> Selected text:
────────
Oldest recipe for sausage

A hobby historian has discovered the oldest known recipe for German sausage, a list of ingredients for Thuringian bratwurst nearly 600 years old.

According to the 1432 guidelines, Thuringian sausage makers had to use only the purest, unspoiled meat and were threatened with a fine of 24 pfennigs - a day's wages - if they did not, a spokesman for the German Bratwurst Museum said yesterday.

Historian Hubert Erzmann, 75, found the ancient recipe, inscribed with pen and ink in a heavy tome of parchment, earlier this year while doing research in an archive in the eastern town of Weimar, museum spokesman Thomas Maeuer said.

Russian schools ban Halloween

Moscow schools have been ordered to ban students from celebrating Halloween despite the widespread popularity of the imported festival to Russia.

Halloween is being forced underground because it "includes religious elements, the cult of death, the mockery of death", a spokesman for the city's education department Alexander Gavrilov said on yesterday.

Pumpkins and images of witches are widespread across Russia, with many bars organising special fancy dress parties, despite the efforts of the Kremlin, and especially the Russian Orthodox Church, to curb enthusiasm for non-native festivities.

PM disowns lesbian daughter

Women's rights campaigners in Cambodia lashed out at Prime Minister Hun Sen yesterday for trying to disown his adopted daughter because she is a lesbian.
────────
> Data section:
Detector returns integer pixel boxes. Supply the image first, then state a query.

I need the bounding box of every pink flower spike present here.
────────
> Objectives:
**A)** Which people does the news briefs text above the material name? List every one.
**B)** Could you reproduce the news briefs text, starting at "A hobby historian" and ending at "Museum said yesterday."?
**C)** How would the news briefs text go on after its last sentence? Write the continuation.

> Answers for the tasks:
**A)** Hubert Erzmann, Thomas Maeuer, Alexander Gavrilov, Hun Sen

**B)**
A hobby historian has discovered the oldest known recipe for German sausage, a list of ingredients for Thuringian bratwurst nearly 600 years old.

According to the 1432 guidelines, Thuringian sausage makers had to use only the purest, unspoiled meat and were threatened with a fine of 24 pfennigs - a day's wages - if they did not, a spokesman for the German Bratwurst Museum said yesterday.

**C)**
"You do not have to agree with her decision, but you have to respect her rights," said Theary Seng, executive director of the Centre for Social Development in the war-scarred southeast Asian nation's capital.

Hun Sen, a former Khmer Rouge soldier, told a graduation ceremony this week he was "disappointed" that his 19-year-old daughter, whom he adopted in 1988, was a lesbian. "I have my own problem - my adopted daughter has a wife," he said. "Now I will ask the court to disown her from my family."

Baroque painting inside old sofa

A Berlin student who bought a second-hand sofa bed at a flea market learned she had been sitting on a small fortune when she found a baroque painting hidden inside the couch.

The artwork fetched €19,200 (Lm8,240) in Hamburg after the student discovered it stashed between the folding sections of the couch she had paid €150 (Lm64) for last year, the auctioneers said.

The student got about €16,000 (Lm6,867) from the sale.

Experts believe the work, entitled Preparations for the Flight to Egypt, was painted between 1605 and 1610 by an unknown artist with ties to Venetian painter Carlo Saraceni.